# Extracted text
----------
×

Please verify

Blaze Media
Watch LIVE

UK becomes first country to approve Merck's COVID-19 pill. British health secretary touts treatment as a 'game-changer.'

News
Jakub Porzycki/NurPhoto via Getty Images

The U.K. has become the first country to approve Merck's new antiviral pill that is a treatment for COVID-19. The drug molnupiravir — which is to be branded as Lagevrio in Britain — is being lauded as a "game-changer" by the U.K.'s health secretary.

The U.K.'s Medicines and Healthcare products Regulatory Agency granted authorization for molnupiravir on Thursday. Molnupiravir has been authorized for use in adults age 18 and older who have tested positive for COVID-19 and have at least one risk factor for developing severe disease, such as obesity, heart disease, or are over the age of 60.

The COVID-19 pill developed jointly by Ridgeback Biotherapeutics and Merck works by interfering with the virus' replication. The drug is said to prevent SARS-CoV-2 from multiplying, which keeps virus levels low in the body and reduces the severity of the disease.

"Molnupiravir (MK-4482, EIDD-2801) is an investigational, orally administered form of a potent ribonucleoside analog that inhibits the replication of SARS-CoV-2, the causative agent of COVID-19," Merck's press release stated.

The British government says, "Based on the clinical trial data, Lagevrio is most effective when taken during the early stages of infection and so the MHRA recommends its use as soon as possible following a positive COVID-19 test and within five days of symptoms onset."

Molnupiravir was initially studied as a potential flu therapy that received funding from the U.S. Department of Defense and the National Institutes of Health.

"Last year, researchers at Emory University decided to repurpose the drug as a potential COVID-19 treatment," ABC News reported. "They then licensed the drug to Ridgeback and partner Merck."

The U.K.'s Health Secretary Sajid Javid said, "Today is a historic day for our country, as the UK is now the first country in the world to approve an antiviral that can be taken at home for COVID-19."
----------
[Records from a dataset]
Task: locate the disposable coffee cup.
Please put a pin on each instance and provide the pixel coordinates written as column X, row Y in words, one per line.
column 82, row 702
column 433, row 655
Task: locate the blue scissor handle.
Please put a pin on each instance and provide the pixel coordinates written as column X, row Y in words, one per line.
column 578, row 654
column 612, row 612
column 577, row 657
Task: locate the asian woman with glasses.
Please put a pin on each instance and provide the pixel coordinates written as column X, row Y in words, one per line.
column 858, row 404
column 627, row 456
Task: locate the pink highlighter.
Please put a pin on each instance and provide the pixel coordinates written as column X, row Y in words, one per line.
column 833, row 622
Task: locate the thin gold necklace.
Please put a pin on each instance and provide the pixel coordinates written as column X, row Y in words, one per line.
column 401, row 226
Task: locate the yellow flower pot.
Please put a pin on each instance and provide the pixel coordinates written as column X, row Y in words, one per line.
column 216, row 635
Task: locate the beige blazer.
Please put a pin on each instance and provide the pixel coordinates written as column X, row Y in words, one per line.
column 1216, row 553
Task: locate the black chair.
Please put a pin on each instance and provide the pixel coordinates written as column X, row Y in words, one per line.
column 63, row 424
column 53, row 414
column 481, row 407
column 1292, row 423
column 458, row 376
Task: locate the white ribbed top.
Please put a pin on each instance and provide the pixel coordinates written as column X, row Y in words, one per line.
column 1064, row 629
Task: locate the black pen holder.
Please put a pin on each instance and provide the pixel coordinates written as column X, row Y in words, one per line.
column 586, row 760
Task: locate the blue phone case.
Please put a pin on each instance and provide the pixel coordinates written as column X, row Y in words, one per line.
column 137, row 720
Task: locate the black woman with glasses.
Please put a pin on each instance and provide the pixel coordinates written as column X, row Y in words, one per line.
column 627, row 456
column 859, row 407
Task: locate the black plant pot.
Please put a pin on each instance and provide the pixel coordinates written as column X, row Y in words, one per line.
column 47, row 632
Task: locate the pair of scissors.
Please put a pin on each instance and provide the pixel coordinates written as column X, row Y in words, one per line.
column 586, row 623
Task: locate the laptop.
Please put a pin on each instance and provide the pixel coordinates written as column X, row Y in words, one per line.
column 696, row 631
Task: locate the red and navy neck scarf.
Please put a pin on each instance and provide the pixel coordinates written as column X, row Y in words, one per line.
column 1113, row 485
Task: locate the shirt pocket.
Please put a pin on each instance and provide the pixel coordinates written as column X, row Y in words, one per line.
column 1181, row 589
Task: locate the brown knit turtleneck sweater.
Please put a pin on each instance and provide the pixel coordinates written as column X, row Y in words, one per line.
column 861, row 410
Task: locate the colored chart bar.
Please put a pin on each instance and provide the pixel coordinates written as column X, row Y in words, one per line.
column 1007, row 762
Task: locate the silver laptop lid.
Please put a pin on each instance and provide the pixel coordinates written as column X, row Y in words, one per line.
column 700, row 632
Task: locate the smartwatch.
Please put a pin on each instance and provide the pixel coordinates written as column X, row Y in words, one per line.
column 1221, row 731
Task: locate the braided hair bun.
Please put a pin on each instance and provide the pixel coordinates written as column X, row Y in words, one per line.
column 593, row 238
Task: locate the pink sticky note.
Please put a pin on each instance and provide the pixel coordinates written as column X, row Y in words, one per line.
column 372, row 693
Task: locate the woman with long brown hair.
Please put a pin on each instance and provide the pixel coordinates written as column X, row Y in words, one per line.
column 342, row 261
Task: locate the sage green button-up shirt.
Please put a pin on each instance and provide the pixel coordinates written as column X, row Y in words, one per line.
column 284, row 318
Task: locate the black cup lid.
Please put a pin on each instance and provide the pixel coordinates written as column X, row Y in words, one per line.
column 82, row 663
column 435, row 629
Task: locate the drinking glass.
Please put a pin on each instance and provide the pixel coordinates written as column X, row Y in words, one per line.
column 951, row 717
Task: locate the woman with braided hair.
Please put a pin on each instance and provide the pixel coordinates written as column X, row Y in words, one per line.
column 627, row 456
----------
# Required action
According to the article about the U.K. approving Merck's COVID-19 pill, within how many days of symptom onset does the MHRA recommend taking Lagevrio? The data has nothing to do with the article.

# Output
Within five days of symptom onset.